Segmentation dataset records
■ ■ ■ ■

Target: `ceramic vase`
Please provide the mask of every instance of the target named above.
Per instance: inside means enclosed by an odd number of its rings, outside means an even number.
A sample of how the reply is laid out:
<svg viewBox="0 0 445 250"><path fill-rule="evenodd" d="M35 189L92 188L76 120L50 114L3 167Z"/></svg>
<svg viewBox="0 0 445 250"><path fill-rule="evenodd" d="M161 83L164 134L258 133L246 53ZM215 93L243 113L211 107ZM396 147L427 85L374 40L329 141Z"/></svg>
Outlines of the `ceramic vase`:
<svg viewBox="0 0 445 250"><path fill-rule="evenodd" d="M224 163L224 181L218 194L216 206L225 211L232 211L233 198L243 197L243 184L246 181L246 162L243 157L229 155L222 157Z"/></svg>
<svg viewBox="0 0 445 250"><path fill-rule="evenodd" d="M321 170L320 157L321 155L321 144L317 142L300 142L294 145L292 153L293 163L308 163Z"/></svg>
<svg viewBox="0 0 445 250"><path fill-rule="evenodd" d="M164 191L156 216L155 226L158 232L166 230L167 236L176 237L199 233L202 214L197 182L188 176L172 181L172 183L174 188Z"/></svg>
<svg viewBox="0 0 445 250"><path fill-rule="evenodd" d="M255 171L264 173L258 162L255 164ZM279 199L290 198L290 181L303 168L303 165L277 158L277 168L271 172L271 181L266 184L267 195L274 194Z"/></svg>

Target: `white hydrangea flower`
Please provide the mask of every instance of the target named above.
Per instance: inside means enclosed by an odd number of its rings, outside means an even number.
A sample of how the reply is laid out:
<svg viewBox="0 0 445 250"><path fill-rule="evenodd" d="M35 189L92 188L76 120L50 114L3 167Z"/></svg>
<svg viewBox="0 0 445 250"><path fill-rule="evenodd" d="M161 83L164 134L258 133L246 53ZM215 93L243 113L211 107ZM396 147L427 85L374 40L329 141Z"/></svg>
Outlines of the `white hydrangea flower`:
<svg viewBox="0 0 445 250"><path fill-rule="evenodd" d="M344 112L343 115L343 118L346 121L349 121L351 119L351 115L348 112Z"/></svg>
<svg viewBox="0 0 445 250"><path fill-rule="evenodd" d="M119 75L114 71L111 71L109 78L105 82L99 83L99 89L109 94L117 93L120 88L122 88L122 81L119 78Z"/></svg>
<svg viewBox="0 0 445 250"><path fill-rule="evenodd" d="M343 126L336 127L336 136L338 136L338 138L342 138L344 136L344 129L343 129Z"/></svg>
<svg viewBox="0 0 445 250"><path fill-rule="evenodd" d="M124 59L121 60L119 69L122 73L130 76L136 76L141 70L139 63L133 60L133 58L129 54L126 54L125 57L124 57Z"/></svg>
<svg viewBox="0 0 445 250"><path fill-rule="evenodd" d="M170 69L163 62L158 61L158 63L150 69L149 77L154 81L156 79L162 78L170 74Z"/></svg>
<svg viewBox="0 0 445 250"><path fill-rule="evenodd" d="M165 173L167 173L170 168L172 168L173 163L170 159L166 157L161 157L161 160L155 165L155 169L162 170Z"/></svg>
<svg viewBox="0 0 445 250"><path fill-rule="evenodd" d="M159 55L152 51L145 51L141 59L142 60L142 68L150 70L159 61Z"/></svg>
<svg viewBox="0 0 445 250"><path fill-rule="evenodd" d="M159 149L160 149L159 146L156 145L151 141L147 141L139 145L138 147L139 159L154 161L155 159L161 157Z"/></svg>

■ ■ ■ ■

> **Task requirements**
Please lay out every line of the listing above as a numbered list, leaving out the blank lines.

> **Answer to this problem**
1. Target: `ceramic vase`
2. Please provide the mask of every instance of the target named above.
3. Per instance: inside means enclosed by an odd number of its rings, outside means an even number.
4. A sample of how the reply is laid out:
5. <svg viewBox="0 0 445 250"><path fill-rule="evenodd" d="M35 189L92 188L76 120L50 114L3 167Z"/></svg>
6. <svg viewBox="0 0 445 250"><path fill-rule="evenodd" d="M161 83L164 134L258 133L246 53ZM215 93L243 113L211 107ZM396 147L427 85L374 40L329 141Z"/></svg>
7. Outlines of the `ceramic vase`:
8. <svg viewBox="0 0 445 250"><path fill-rule="evenodd" d="M224 163L224 181L218 194L216 206L225 211L232 211L233 198L243 197L243 184L246 181L246 162L243 157L229 155L222 157Z"/></svg>
9. <svg viewBox="0 0 445 250"><path fill-rule="evenodd" d="M321 170L320 157L321 155L321 144L317 142L300 142L294 145L292 153L293 163L308 163Z"/></svg>
10. <svg viewBox="0 0 445 250"><path fill-rule="evenodd" d="M164 191L156 216L155 226L158 232L166 230L167 236L176 237L199 233L202 214L197 182L188 176L172 181L172 183L174 188Z"/></svg>
11. <svg viewBox="0 0 445 250"><path fill-rule="evenodd" d="M255 171L264 173L258 162L255 164ZM279 199L290 198L290 181L303 168L303 165L277 158L277 168L271 172L271 181L266 184L267 195L274 194Z"/></svg>
12. Target: `white hydrangea flower`
13. Please provide the mask of every instance of the target named above.
14. Per instance: inside means enclosed by an odd number of its rings, outside means an even number.
15. A sample of how the reply is laid out:
16. <svg viewBox="0 0 445 250"><path fill-rule="evenodd" d="M35 189L92 188L76 120L50 114L3 167Z"/></svg>
17. <svg viewBox="0 0 445 250"><path fill-rule="evenodd" d="M161 83L164 134L258 133L246 53ZM215 93L243 113L211 107ZM396 147L427 85L374 40L329 141Z"/></svg>
18. Outlines of the `white hydrangea flower`:
19. <svg viewBox="0 0 445 250"><path fill-rule="evenodd" d="M344 112L343 115L343 118L346 121L349 121L351 119L351 115L348 112Z"/></svg>
20. <svg viewBox="0 0 445 250"><path fill-rule="evenodd" d="M119 75L114 71L111 71L109 78L105 82L99 83L99 89L109 94L117 93L120 88L122 88L122 81L119 78Z"/></svg>
21. <svg viewBox="0 0 445 250"><path fill-rule="evenodd" d="M343 126L336 127L336 136L338 136L338 138L342 138L344 136L344 129L343 129Z"/></svg>
22. <svg viewBox="0 0 445 250"><path fill-rule="evenodd" d="M124 59L121 60L119 69L122 73L130 76L136 76L141 70L139 63L133 60L133 58L129 54L126 54L125 57L124 57Z"/></svg>
23. <svg viewBox="0 0 445 250"><path fill-rule="evenodd" d="M170 69L163 62L158 61L158 63L150 69L149 77L154 81L156 79L162 78L170 74Z"/></svg>
24. <svg viewBox="0 0 445 250"><path fill-rule="evenodd" d="M165 173L167 173L170 168L172 168L173 163L170 159L166 157L161 157L161 160L155 165L155 169L162 170Z"/></svg>
25. <svg viewBox="0 0 445 250"><path fill-rule="evenodd" d="M159 55L152 51L145 51L141 59L142 60L142 68L150 70L159 61Z"/></svg>
26. <svg viewBox="0 0 445 250"><path fill-rule="evenodd" d="M159 149L160 149L159 146L156 145L151 141L147 141L139 145L138 147L139 159L154 161L155 159L161 157Z"/></svg>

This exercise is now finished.